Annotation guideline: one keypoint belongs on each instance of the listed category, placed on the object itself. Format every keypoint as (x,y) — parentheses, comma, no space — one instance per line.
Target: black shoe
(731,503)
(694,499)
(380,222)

--------------------------------------------------

What you should do:
Add 4 to both numbers of every answer coordinate, then write out all the entries above again in full, requests included.

Solution to this task:
Annotation guideline: one keypoint belongs on each instance of the listed category, placed on the object itself. Format every keypoint as (x,y) — parentheses, comma, no space — one instance per line.
Target: black shoe
(735,507)
(698,503)
(384,226)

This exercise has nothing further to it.